--- Source ---

The flaw in the logic is this: If you try to recompress irreversibly at constant P1, you will re-equilibrate at a volume greater than V1 before ever reaching V1. So, you won't be able to reach the initial state in this adiabatic irreversible recompression. You can calculate what final volume and final temperature the system reaches by irreversibly recompressing at P1. The only way you can back to the initial state adiabatically is if you do it reversibly.
 
Chestermiller said:
The flaw in the logic is this: If you try to recompress irreversibly at constant P1, you will re-equilibrate at a volume greater than V1 before ever reaching V1. So, you won't be able to reach the initial state in this adiabatic irreversible recompression. You can calculate what final volume and final temperature the system reaches by irreversibly recompressing at P1. The only way you can back to the initial state adiabatically is if you do it reversibly.
Hi Chet, thanks! I invented this one (and obviously missed an important point). So if I end up at a larger volume, then my temperature must also be higher, correct? Is this because of friction during the irreversible compression?
 
Andrew U said:
Hi Chet, thanks! I invented this one (and obviously missed an important point). So if I end up at a larger volume, then my temperature must also be higher, correct? Is this because of friction during the irreversible compression?

--- Dataset content ---

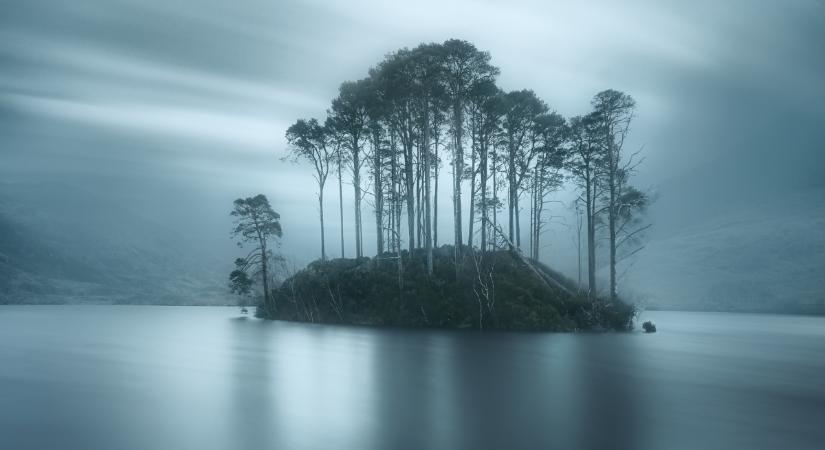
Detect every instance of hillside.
[259,246,634,331]
[0,183,227,304]
[627,187,825,314]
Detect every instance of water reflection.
[0,307,825,450]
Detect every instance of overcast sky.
[0,0,825,268]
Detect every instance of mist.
[0,0,825,311]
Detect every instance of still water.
[0,306,825,450]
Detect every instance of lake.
[0,306,825,450]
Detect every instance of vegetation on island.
[230,39,649,330]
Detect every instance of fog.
[0,0,825,310]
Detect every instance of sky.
[0,0,825,272]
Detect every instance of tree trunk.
[404,140,415,256]
[453,99,464,264]
[607,144,618,301]
[467,150,476,249]
[479,142,490,252]
[423,105,433,275]
[318,189,327,261]
[352,142,363,258]
[338,150,344,258]
[260,243,275,319]
[585,172,596,300]
[372,132,384,255]
[433,141,438,248]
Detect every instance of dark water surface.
[0,306,825,450]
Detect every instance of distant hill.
[627,187,825,314]
[0,183,229,304]
[258,245,634,331]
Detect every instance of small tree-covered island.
[229,39,650,331]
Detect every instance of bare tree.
[286,119,334,260]
[330,80,370,258]
[230,194,283,317]
[568,113,604,299]
[591,89,636,301]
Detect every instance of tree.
[522,113,567,260]
[468,80,505,251]
[443,39,499,264]
[567,113,604,300]
[330,79,370,258]
[502,89,547,249]
[230,194,283,317]
[286,119,335,260]
[591,89,636,301]
[324,117,347,258]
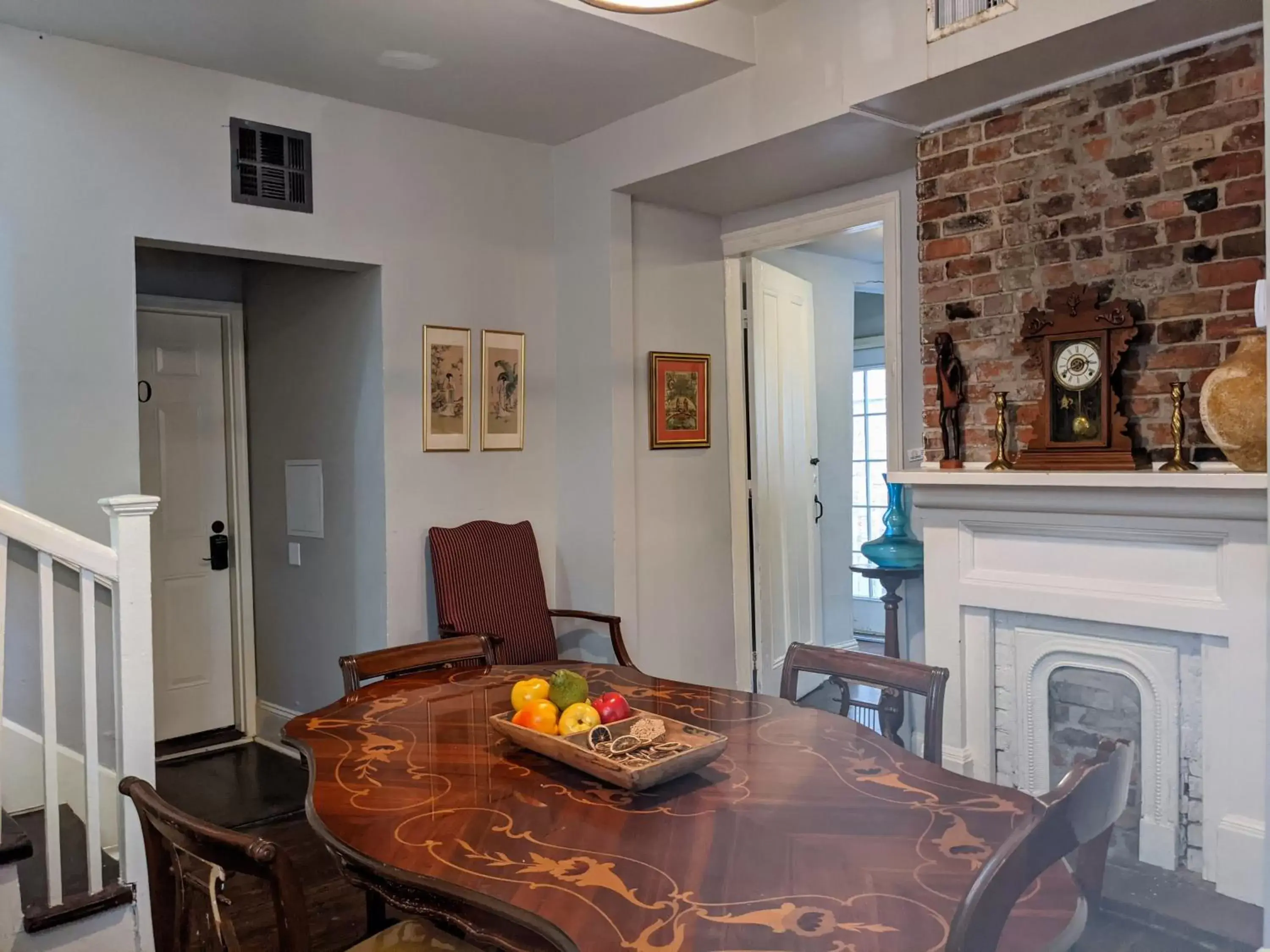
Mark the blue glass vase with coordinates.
[860,480,922,569]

---

▶ Requests
**1)** Answer these questions about the forum thread:
(a) If the recompression is done irreversibly at constant P1, at what volume does the system re-equilibrate?
(b) What is the only way to get back to the initial state adiabatically?
(c) What possible cause does Andrew U suggest for the higher temperature?
**2)** Render the part of the listing that opens with the line containing "Detect every instance of tree trunk." and runs through the end of the listing as a JSON list of strings. Use one string per line, skip blank lines, and leave out the pictures.

▶ Exercise solutions
**1)**
(a) At a volume greater than V1, before ever reaching V1.
(b) By doing it reversibly.
(c) Friction during the irreversible compression.

**2)**
[
  "Detect every instance of tree trunk.",
  "[404,140,415,256]",
  "[453,99,464,264]",
  "[607,144,618,301]",
  "[467,150,476,249]",
  "[479,142,490,252]",
  "[423,105,433,275]",
  "[318,189,327,261]",
  "[352,142,363,258]",
  "[338,150,344,258]",
  "[260,243,275,319]",
  "[585,172,596,300]",
  "[372,132,384,255]",
  "[433,141,438,248]",
  "Detect every instance of dark water surface.",
  "[0,306,825,450]",
  "Detect every instance of distant hill.",
  "[627,187,825,314]",
  "[0,183,229,304]",
  "[258,245,634,331]",
  "Detect every instance of small tree-covered island.",
  "[229,39,650,331]",
  "Detect every instance of bare tree.",
  "[286,119,334,260]",
  "[330,80,370,258]",
  "[230,194,283,317]",
  "[568,113,604,299]",
  "[591,89,636,301]",
  "Detect every instance of tree.",
  "[522,113,567,260]",
  "[468,80,505,251]",
  "[443,39,499,264]",
  "[567,113,604,300]",
  "[330,79,370,258]",
  "[502,89,547,249]",
  "[230,194,283,317]",
  "[286,119,335,260]",
  "[591,89,636,301]",
  "[324,117,347,258]",
  "Mark the blue glass vase with coordinates.",
  "[860,480,922,569]"
]